:: SELECTED EXTRACT

In his examination at Rolling Stone of why young voters are casting their votes overwhelmingly for Bernie Sanders, Matt Taibbi asks what should be crucial questions about Hillary Clinton’s presidential ambitions:
Is Hillary really doing the most good that she can do, fighting for the best deal that’s there to get for ordinary people?
Or is she just doing something that satisfies her own definition of that, while taking tens of millions of dollars from some of the world’s biggest jerks?
but in the handwringing over the horrors of the Republican candidates, at least one of whom can reasonably be numbered among the “world’s biggest jerks, I suspect they’ll receive scant attention.
Let me ask another question that I guess is only tangentially related to those questions. Why is this the best that we can do?
The essential question.
1) Our electoral process weeds out anyone with an ounce of self-respect or dignity. I do book tour a few weeks out of the year – hotels, airports, crowds of various sizes with various levels of interest in what I’m saying. After 3 weeks of it I’m ready to go on a killing spree – I hate the world, I hate people, and I hate the sound of my own voice. The idea of book tour that goes on for a year, and during which I’d have to beg money off car dealers and guys who own a chain of Round Table pizza restaurants, and wear funny hats, and sit there with an idiot grin on my face while rustics bloviate, is nauseating. What kind of ambition-blinded mental defective would choose to do this? Oh, right: the next leader of the Free World. Great.
2) We the People are lousy employers. We the People don’t even get that we are employers or what sort of an employee we’re looking for. Are we hiring an executive to run the world’s sole superpower? Are we hiring a buddy we’d like to drink a beer with? Are we hiring a messiah to lead us to the promised land? Would a rational employer consider hiring as CEO a person who knew fuck-all about the business? No, only We the People are that stupid.

::::
:: DATA ROWS

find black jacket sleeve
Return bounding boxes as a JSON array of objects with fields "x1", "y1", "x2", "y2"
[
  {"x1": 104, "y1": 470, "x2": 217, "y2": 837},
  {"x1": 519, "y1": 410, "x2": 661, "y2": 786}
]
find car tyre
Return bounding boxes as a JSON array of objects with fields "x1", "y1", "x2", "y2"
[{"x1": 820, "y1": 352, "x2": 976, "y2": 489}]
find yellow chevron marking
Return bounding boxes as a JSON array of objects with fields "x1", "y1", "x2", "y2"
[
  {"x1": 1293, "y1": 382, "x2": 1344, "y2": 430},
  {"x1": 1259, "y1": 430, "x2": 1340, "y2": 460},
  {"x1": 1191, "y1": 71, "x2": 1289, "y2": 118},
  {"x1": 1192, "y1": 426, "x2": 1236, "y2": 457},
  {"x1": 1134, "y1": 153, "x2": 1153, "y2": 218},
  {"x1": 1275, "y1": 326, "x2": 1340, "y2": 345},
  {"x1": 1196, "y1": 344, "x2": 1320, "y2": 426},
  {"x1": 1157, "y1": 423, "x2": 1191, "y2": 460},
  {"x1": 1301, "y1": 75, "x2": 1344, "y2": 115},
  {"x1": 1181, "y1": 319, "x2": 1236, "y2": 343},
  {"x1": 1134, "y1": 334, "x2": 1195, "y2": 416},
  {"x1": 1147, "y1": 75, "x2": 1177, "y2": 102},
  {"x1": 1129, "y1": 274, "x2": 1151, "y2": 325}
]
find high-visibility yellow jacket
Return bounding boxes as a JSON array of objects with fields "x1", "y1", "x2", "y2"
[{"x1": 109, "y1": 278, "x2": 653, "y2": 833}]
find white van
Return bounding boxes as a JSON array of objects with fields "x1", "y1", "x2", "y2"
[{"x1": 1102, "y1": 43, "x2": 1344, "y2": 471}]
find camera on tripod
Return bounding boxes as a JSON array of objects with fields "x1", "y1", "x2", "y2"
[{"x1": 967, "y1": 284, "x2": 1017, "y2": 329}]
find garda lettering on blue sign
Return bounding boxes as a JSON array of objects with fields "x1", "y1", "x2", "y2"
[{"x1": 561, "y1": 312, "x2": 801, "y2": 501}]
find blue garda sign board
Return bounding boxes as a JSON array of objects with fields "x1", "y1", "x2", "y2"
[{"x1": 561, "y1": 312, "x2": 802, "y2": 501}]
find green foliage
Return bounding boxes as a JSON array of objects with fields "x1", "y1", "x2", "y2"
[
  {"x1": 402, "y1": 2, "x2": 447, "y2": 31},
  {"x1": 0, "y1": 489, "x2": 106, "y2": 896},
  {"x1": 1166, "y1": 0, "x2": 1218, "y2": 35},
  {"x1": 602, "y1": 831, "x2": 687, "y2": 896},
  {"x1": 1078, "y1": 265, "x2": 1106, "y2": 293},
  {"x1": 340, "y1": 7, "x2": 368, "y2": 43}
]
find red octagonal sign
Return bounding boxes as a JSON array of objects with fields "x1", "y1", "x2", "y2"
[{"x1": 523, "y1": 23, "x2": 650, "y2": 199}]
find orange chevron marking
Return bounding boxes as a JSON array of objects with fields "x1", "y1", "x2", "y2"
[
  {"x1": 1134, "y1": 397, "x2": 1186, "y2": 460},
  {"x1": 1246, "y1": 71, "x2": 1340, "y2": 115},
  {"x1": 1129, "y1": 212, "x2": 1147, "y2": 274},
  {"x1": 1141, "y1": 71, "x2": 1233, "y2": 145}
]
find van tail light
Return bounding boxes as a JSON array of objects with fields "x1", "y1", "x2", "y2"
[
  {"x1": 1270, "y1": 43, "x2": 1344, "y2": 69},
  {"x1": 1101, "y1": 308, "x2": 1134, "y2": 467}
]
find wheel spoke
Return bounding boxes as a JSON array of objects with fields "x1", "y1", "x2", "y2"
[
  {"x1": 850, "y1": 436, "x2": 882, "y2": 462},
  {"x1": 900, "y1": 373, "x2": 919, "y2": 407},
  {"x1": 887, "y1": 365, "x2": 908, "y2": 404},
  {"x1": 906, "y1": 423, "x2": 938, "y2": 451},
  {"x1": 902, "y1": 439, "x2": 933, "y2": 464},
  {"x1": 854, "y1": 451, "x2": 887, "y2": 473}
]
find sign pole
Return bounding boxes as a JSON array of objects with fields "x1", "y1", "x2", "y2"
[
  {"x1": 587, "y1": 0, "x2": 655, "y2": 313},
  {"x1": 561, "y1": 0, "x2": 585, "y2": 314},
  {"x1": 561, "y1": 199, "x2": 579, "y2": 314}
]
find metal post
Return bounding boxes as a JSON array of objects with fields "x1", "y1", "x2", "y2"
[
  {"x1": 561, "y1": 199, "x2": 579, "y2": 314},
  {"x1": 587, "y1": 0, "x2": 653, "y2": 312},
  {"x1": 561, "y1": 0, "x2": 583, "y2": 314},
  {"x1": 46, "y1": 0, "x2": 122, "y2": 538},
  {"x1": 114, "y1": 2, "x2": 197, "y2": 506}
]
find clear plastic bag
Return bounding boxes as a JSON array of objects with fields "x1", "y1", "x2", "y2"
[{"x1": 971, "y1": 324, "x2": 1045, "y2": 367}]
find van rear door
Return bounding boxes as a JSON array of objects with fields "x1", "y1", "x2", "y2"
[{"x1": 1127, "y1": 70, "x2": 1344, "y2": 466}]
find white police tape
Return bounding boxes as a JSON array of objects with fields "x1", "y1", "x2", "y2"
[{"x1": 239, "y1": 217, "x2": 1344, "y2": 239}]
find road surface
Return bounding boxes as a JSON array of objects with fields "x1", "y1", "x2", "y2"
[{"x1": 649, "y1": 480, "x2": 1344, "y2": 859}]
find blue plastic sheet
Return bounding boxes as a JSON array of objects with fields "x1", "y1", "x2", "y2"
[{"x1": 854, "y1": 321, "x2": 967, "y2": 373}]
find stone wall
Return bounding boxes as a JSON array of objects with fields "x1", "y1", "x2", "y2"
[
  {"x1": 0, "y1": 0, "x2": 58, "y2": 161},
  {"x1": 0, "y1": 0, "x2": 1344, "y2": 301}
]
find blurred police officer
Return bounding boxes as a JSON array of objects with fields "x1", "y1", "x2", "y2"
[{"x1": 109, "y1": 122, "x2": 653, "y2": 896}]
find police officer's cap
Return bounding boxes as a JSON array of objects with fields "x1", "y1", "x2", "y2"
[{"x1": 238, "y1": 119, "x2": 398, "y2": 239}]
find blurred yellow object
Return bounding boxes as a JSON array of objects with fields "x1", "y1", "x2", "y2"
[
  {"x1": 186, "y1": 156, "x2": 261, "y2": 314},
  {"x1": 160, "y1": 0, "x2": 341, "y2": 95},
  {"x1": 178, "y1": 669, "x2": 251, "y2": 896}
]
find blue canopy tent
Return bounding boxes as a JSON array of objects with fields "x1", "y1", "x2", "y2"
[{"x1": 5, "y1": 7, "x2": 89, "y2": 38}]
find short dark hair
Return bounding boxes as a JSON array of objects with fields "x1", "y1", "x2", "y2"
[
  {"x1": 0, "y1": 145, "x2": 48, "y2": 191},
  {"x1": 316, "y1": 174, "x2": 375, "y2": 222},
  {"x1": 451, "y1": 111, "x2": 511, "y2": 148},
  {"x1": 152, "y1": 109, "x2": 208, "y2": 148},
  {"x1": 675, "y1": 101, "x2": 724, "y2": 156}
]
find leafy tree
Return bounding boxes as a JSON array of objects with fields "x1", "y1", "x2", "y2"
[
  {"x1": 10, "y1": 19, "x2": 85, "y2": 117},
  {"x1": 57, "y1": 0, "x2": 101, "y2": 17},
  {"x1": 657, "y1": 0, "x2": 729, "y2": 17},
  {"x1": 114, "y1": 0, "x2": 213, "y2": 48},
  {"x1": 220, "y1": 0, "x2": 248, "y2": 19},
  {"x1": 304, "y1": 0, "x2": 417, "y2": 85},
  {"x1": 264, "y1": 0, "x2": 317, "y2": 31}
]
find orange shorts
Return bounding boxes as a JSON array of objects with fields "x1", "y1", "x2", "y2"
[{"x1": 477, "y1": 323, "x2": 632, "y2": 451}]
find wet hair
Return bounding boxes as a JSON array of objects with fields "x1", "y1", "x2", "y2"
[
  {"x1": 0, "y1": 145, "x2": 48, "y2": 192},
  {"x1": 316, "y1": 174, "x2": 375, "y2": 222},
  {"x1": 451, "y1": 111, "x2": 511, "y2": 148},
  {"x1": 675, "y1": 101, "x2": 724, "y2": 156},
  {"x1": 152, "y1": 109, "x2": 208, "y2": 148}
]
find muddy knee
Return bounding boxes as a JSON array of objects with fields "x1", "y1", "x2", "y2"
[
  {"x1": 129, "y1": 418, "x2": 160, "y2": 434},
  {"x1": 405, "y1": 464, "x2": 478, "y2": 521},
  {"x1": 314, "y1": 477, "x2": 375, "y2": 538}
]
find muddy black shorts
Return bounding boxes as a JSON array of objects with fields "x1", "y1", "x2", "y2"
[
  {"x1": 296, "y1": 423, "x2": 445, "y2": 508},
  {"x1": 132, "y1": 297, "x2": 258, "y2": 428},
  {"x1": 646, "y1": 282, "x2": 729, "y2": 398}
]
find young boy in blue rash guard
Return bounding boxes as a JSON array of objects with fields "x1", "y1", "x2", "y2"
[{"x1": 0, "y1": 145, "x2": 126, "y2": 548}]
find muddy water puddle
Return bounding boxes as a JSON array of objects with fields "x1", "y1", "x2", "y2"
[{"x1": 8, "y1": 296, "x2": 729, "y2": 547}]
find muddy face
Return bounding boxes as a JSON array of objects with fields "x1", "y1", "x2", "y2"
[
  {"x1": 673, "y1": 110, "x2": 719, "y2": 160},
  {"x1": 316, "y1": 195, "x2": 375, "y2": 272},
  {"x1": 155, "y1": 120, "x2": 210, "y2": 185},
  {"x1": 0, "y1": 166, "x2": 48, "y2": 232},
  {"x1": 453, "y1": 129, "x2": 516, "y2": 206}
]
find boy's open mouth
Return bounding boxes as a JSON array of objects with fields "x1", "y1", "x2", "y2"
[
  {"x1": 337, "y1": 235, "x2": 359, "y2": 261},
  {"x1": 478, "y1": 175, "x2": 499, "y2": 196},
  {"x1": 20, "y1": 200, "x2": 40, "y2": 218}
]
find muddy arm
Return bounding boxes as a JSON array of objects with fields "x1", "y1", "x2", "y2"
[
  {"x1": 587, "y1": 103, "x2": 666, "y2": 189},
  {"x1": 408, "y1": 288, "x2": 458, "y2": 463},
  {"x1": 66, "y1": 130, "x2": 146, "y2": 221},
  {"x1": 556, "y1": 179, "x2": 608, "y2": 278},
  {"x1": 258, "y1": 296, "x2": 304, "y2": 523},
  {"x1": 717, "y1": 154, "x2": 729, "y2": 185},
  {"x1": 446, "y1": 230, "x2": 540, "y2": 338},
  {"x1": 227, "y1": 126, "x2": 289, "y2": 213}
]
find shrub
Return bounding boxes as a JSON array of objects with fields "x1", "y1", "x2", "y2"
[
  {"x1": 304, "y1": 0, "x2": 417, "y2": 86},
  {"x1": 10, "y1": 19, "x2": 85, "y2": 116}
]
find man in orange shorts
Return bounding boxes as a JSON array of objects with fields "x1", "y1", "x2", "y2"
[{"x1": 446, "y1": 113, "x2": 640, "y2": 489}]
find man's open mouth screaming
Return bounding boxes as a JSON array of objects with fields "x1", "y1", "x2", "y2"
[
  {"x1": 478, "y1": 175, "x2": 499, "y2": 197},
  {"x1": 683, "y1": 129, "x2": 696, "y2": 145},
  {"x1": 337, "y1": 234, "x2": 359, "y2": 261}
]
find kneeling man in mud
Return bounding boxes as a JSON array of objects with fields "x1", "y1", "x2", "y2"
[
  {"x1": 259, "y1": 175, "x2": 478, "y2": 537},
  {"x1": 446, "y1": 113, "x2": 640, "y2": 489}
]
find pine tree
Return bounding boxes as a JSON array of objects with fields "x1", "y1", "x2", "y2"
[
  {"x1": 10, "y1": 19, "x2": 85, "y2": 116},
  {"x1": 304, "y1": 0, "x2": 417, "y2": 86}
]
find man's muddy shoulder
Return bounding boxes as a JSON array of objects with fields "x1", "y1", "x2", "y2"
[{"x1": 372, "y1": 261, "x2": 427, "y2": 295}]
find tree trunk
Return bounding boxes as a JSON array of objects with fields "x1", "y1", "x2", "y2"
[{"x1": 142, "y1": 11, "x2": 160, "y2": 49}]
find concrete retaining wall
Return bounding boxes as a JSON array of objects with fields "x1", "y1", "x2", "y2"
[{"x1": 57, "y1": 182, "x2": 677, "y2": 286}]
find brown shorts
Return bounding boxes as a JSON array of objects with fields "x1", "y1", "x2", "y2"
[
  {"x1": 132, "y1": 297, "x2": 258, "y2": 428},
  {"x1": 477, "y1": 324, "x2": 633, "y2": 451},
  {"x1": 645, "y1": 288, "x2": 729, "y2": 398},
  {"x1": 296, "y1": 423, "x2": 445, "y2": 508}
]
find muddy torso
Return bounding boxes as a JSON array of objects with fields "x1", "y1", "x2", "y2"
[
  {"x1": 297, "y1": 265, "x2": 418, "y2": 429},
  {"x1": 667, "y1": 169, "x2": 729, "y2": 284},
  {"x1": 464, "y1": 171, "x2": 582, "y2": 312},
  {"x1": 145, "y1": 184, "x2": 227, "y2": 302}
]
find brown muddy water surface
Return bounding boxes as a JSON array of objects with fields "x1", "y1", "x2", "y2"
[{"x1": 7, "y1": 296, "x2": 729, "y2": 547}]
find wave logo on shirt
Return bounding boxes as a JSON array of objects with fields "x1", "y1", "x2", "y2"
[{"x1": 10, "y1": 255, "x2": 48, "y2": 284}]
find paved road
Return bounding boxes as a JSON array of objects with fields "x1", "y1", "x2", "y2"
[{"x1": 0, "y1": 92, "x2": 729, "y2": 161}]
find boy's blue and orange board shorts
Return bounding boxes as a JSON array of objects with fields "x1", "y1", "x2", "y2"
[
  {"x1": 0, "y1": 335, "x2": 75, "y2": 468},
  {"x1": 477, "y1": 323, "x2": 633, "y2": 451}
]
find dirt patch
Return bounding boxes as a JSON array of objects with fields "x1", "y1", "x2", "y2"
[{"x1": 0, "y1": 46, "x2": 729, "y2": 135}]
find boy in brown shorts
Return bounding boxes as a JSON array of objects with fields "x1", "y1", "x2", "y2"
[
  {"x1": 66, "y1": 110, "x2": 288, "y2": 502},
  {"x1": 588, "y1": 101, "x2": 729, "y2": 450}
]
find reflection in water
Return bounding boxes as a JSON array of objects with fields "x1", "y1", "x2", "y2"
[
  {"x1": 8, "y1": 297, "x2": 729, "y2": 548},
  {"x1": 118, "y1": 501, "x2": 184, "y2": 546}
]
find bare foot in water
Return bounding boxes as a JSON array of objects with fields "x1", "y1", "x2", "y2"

::::

- **TO-DO LIST**:
• A. According to the commentary on presidential politics, which publication carried Matt Taibbi's examination of why young voters favor Bernie Sanders?
• B. Summarize the commentary on presidential politics in two sentences.

- **ANSWERS PER TASK**:
• A. Rolling Stone

• B. The commentary cites Matt Taibbi's questions in Rolling Stone about whether Hillary Clinton is truly doing the most good she can while taking tens of millions of dollars from some of the world's biggest jerks, then asks why this is the best we can do. It offers two answers: the electoral process weeds out anyone with self-respect or dignity, and We the People are lousy employers who don't even understand what sort of employee we're looking for.